▶ SOURCE PASSAGE

——

As all regularly exercisers know, it is important to listen to your body. This is important advice for exercising, and important advice for recovering from plastic surgery. So, it makes sense that it is the number one piece of advice given to patients who are anxious to get back into their regular exercise routine after surgery.

For the first few days after surgery, you are probably not going to feel like doing much but resting. That is actually a good thing because you should not do any sort of physical activity that increases your heart rate or blood pressure for the first few days after surgery. Getting your blood flowing too vigorously could cause your nose to swell and bruise even more than it already is, or could reopen your incisions, which might ruin your new look or lead to infection.

After a few days of post-op resting, if you feel up to it, it is a good idea to take a nice, slow, but SHORT (think 5 minutes or less) walk around your block, or even just around your home because doing VERY light physical activity can actually help your body heal.

Over the next few weeks, you can increase the amount of time you spend walking, but you should still try and take it easy. This is where it becomes critical that you listen to your body. If your heart rate is rising, you are working out too hard, and you risk damaging your nose.

——

▶ WORK ITEM A
In the passage on exercise after plastic surgery, how long should the first walk after a few days of rest be?
▶ WORK ITEM B
List every harm that the passage on exercise after plastic surgery says could follow from getting the blood flowing too vigorously in the first few days after surgery.
▶ WORK ITEM C
Extend the passage on exercise after plastic surgery beyond its final sentence.

——

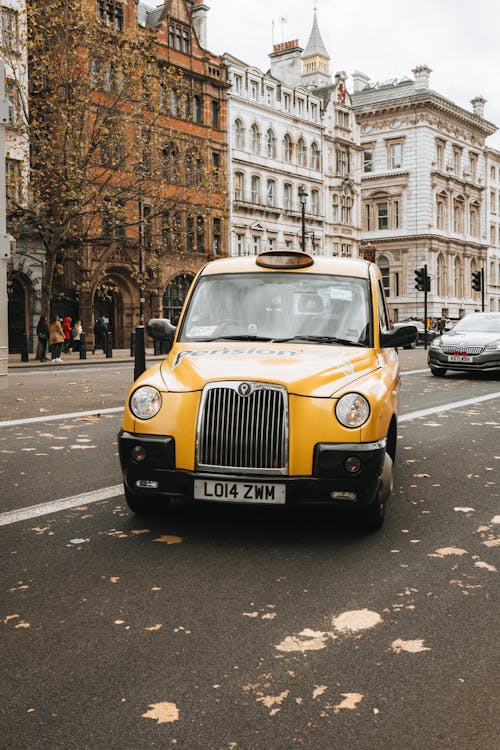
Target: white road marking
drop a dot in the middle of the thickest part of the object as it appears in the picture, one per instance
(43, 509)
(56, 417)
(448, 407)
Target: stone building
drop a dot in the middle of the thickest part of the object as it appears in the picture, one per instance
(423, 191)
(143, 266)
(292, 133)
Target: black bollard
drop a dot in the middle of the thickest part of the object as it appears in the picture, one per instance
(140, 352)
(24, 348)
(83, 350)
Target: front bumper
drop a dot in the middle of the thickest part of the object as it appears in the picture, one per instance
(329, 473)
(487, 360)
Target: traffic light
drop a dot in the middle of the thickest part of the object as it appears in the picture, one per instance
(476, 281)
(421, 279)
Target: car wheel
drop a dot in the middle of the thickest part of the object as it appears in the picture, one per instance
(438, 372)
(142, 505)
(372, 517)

——

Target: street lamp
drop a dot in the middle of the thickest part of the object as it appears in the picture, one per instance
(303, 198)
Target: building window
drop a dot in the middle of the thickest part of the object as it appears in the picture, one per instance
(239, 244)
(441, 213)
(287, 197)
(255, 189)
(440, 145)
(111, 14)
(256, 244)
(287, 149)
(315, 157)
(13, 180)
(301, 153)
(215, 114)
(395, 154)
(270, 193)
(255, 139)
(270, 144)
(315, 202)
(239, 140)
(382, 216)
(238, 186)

——

▶ WRITTEN REPLY A
Short: 5 minutes or less.

▶ WRITTEN REPLY B
- More swelling of the nose
- More bruising of the nose
- Reopened incisions
- A ruined new look
- Infection

▶ WRITTEN REPLY C
Every Person Heals Differently

Every body takes a different amount of time to heal, so there is no exact timeline for starting to exercise again. However, most patients can start doing more than walking after about six weeks of taking it easy.

When you are ready to start exercising again, you should talk with your doctor to make sure they think you are ready, and then slowly ease back into your normal routine. Don’t try to start off where you left off, but gradually ramp up your intensity while listening to what your body is telling you.

If your nose starts to hurt while you are exercising, stop immediately! If you notice any bleeding or extra swelling, you should contact your doctor.

This should go without saying, but until you are completely healed, and for some people this means a whole year, you should avoid any exercises where you could get hit in the nose by another person or a piece of equipment.